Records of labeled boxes
BEGIN
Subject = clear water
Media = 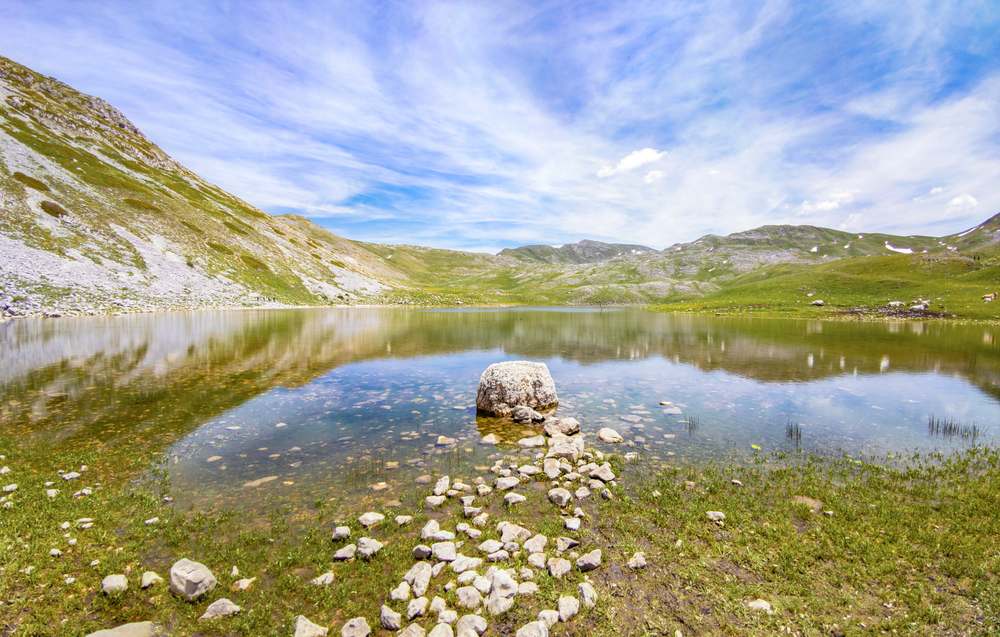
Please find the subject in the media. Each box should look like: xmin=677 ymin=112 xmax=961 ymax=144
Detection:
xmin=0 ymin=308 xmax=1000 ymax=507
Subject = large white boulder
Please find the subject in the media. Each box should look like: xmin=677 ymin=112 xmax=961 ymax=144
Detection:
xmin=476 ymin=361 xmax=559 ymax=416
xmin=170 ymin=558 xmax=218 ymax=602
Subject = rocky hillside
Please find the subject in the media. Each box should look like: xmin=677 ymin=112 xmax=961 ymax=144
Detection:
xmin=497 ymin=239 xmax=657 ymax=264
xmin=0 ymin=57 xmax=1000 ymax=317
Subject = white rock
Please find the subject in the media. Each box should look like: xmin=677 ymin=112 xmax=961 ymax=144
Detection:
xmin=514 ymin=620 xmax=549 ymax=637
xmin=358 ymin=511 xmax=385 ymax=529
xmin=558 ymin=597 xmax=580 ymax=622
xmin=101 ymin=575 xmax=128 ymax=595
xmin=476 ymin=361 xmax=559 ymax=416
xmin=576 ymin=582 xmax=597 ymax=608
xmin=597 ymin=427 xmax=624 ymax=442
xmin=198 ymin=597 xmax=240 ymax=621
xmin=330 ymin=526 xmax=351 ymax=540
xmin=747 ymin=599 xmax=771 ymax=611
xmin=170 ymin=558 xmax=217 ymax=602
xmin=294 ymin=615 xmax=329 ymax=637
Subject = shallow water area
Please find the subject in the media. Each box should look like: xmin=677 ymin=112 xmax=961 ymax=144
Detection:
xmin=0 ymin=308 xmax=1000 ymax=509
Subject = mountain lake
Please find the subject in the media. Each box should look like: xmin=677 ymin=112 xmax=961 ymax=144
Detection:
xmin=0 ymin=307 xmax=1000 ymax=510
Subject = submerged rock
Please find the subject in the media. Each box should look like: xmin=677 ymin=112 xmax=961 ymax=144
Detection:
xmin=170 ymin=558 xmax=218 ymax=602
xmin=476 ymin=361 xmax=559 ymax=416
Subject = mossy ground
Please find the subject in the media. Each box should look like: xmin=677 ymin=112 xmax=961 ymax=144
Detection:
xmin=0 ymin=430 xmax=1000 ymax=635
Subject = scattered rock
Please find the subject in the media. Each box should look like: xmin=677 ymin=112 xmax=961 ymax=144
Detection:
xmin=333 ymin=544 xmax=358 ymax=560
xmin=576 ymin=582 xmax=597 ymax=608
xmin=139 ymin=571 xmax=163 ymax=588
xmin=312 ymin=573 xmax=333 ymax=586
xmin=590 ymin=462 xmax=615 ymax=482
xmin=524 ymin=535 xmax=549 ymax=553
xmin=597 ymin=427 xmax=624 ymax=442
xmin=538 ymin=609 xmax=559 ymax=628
END
__Task directions__
Switch "Detection" to "Located boxes" throughout the material above and give it back with every other word unchanged. Omit the pictures from your answer.

__Answer for this exercise__
Subject = clear water
Media = 
Please find the subject in the media. Each box should look like: xmin=677 ymin=112 xmax=961 ymax=144
Located boxes:
xmin=0 ymin=308 xmax=1000 ymax=507
Subject = large white boulder
Please find the subject in the media. Each box should look like: xmin=677 ymin=112 xmax=961 ymax=144
Located boxes:
xmin=476 ymin=361 xmax=559 ymax=416
xmin=170 ymin=558 xmax=218 ymax=602
Subject = rocky hillside
Please find the subject in the media. Each box should look like: xmin=677 ymin=112 xmax=961 ymax=144
Located boxes:
xmin=497 ymin=239 xmax=657 ymax=264
xmin=0 ymin=57 xmax=1000 ymax=317
Subject = white rock
Please find the subject in the media. Each box should look like: xmin=677 ymin=112 xmax=961 ymax=144
Located boxes:
xmin=514 ymin=620 xmax=549 ymax=637
xmin=358 ymin=511 xmax=385 ymax=529
xmin=558 ymin=597 xmax=580 ymax=622
xmin=101 ymin=575 xmax=128 ymax=595
xmin=476 ymin=361 xmax=559 ymax=416
xmin=576 ymin=582 xmax=597 ymax=608
xmin=597 ymin=427 xmax=624 ymax=442
xmin=198 ymin=597 xmax=240 ymax=621
xmin=330 ymin=526 xmax=351 ymax=540
xmin=747 ymin=599 xmax=771 ymax=611
xmin=170 ymin=558 xmax=217 ymax=602
xmin=294 ymin=615 xmax=329 ymax=637
Subject = shallow water area
Please find the subject in the media. Each box should look like: xmin=677 ymin=112 xmax=961 ymax=144
Located boxes:
xmin=0 ymin=308 xmax=1000 ymax=509
Subject = mountain lake
Please find the subject in the media. Each box should look like: xmin=677 ymin=112 xmax=961 ymax=144
Located boxes:
xmin=0 ymin=307 xmax=1000 ymax=510
Subject = submerged rock
Please find the subject in the media. Each box should look like: xmin=677 ymin=112 xmax=961 ymax=144
Located boxes:
xmin=170 ymin=558 xmax=218 ymax=602
xmin=476 ymin=361 xmax=559 ymax=416
Subject = mossy ground
Please find the subject in the media. Each box should look like: xmin=677 ymin=112 xmax=961 ymax=144
Located boxes:
xmin=0 ymin=430 xmax=1000 ymax=635
Subject = scattered rock
Please find the subject in the media. Each box should look like: xmin=677 ymin=112 xmax=961 ymax=144
Located boxes:
xmin=333 ymin=544 xmax=358 ymax=560
xmin=576 ymin=582 xmax=597 ymax=608
xmin=139 ymin=571 xmax=163 ymax=588
xmin=312 ymin=573 xmax=333 ymax=586
xmin=590 ymin=462 xmax=615 ymax=482
xmin=524 ymin=535 xmax=549 ymax=553
xmin=597 ymin=427 xmax=624 ymax=442
xmin=538 ymin=609 xmax=559 ymax=628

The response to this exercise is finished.